▶ **GOAL**: Please list every line of the records below that contains the word "pants", copying each line in full.

▶ **MATERIAL**:
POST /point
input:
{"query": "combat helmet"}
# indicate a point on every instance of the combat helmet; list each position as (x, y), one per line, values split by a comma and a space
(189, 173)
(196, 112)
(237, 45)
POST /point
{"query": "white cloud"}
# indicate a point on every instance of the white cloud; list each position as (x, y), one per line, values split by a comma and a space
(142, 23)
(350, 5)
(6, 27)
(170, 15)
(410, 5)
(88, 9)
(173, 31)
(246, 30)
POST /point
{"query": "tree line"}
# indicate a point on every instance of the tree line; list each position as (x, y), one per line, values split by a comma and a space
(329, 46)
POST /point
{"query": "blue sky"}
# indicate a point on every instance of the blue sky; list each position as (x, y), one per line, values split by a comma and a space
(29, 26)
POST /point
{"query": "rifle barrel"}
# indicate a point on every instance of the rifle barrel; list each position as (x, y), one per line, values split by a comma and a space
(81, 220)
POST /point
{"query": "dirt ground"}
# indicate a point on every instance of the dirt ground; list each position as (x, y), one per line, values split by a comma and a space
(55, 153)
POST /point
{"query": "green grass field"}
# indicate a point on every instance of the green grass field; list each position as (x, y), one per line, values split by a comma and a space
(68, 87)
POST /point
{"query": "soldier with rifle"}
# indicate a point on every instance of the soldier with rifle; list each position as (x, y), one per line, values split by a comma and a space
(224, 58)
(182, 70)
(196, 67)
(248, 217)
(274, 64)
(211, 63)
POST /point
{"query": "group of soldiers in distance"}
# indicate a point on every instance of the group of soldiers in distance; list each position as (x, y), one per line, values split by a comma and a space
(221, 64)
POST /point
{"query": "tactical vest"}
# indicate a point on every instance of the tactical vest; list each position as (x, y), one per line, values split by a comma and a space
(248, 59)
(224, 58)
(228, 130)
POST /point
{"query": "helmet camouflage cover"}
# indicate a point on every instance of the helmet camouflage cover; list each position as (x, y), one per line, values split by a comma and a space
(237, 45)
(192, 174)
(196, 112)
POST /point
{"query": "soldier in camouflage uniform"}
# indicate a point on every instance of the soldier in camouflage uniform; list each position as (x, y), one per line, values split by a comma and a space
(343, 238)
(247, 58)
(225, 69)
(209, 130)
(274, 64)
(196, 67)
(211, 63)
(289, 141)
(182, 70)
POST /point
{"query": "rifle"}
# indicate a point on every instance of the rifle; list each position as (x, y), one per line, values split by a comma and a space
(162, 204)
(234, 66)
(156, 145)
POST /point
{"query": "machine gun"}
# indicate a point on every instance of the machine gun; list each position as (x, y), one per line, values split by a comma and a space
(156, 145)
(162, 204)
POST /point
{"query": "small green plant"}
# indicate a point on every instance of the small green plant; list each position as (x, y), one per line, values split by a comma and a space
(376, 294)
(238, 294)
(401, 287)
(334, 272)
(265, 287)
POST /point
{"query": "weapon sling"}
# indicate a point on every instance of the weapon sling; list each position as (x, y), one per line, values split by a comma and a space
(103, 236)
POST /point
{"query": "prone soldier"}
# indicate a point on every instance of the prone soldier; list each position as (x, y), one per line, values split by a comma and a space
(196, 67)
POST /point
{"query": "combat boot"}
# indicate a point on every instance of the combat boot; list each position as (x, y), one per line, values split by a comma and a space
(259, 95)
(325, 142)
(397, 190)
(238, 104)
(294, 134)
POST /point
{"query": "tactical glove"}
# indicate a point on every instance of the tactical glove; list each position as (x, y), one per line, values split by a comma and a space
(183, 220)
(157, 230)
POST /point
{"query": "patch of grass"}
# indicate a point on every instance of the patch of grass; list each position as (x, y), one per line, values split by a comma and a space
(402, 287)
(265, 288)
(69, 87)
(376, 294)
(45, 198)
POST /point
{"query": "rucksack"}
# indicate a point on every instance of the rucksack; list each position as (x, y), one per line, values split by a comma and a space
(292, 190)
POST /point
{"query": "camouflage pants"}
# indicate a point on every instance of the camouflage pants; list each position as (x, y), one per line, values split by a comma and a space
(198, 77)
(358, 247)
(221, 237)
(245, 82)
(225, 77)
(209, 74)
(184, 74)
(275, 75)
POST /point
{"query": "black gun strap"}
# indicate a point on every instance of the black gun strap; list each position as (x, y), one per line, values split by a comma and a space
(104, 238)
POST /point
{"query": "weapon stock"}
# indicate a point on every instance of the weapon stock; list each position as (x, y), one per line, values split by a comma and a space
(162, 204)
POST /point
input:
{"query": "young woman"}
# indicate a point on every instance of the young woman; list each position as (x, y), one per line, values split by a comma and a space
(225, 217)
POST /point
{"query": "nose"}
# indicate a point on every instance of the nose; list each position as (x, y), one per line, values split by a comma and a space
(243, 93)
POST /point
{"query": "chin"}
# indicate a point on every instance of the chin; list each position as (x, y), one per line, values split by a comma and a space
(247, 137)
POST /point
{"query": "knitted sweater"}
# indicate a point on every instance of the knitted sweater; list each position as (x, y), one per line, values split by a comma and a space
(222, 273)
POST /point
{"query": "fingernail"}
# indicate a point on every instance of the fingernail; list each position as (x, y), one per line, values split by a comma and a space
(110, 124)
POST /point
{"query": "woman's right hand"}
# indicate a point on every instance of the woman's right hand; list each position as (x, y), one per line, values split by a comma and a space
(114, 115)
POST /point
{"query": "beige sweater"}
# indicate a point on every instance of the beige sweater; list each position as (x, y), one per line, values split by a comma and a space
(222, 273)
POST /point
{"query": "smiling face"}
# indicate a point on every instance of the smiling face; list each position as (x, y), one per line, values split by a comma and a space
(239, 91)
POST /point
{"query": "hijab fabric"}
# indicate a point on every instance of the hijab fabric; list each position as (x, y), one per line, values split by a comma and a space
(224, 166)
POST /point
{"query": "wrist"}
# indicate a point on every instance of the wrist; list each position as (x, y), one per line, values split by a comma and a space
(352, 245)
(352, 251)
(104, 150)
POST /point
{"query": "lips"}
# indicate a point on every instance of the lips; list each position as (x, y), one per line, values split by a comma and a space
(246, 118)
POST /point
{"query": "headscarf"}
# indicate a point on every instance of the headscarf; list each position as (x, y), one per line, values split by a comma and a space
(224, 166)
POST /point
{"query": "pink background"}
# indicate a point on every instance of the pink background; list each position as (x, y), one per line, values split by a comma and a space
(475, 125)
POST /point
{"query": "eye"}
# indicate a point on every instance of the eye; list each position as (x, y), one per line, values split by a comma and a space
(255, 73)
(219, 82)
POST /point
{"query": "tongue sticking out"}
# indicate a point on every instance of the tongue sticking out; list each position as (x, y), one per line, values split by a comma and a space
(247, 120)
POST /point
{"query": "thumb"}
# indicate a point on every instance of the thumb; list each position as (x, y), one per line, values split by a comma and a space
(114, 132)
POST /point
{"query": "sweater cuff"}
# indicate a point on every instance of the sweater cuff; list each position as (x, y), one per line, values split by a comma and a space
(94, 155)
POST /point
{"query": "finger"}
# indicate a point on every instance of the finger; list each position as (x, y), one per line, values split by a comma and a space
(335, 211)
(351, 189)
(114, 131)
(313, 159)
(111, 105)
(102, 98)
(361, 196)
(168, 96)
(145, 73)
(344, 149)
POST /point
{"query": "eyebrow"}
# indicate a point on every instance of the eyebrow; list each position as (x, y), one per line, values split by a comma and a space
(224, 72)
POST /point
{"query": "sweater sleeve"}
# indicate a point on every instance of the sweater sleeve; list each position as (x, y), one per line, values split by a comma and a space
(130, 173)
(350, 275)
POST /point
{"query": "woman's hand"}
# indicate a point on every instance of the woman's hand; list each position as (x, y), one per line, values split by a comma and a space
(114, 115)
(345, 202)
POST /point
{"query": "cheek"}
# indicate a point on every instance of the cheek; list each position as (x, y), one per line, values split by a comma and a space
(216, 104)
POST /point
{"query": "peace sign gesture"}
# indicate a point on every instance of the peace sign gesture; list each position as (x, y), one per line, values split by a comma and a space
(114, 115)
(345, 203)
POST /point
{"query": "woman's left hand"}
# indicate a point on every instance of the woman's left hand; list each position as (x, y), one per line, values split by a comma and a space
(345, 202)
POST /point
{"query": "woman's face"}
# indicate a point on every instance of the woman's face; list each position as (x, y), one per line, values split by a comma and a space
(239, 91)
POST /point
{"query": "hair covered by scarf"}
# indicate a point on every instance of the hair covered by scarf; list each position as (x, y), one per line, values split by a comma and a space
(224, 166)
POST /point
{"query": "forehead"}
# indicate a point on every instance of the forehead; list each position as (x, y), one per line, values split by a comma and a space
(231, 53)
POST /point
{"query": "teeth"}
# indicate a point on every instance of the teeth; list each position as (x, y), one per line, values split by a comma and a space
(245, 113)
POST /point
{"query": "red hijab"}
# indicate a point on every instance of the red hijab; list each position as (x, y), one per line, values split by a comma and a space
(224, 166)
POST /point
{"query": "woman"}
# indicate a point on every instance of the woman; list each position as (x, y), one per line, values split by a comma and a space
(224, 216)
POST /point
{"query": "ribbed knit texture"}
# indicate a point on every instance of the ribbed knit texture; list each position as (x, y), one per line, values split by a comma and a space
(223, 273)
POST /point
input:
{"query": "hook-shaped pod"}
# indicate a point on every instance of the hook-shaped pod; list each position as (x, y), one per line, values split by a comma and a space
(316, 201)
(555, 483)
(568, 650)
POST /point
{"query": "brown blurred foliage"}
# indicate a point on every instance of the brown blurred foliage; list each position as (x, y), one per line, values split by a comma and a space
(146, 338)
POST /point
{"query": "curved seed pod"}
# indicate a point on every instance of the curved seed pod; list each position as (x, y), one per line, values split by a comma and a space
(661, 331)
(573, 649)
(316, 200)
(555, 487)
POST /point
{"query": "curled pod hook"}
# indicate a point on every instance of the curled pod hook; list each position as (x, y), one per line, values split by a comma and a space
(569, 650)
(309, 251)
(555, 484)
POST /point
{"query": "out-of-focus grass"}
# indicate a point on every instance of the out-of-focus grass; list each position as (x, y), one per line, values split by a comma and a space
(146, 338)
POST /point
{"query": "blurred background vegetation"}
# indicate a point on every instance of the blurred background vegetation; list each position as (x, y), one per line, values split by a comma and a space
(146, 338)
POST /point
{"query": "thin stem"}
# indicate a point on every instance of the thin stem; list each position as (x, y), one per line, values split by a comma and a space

▶ **RESULT BELOW**:
{"query": "camouflage pants"}
# indicate a point on every instance of the camouflage pants; list each position as (x, y), one per line, values split by a comma and a space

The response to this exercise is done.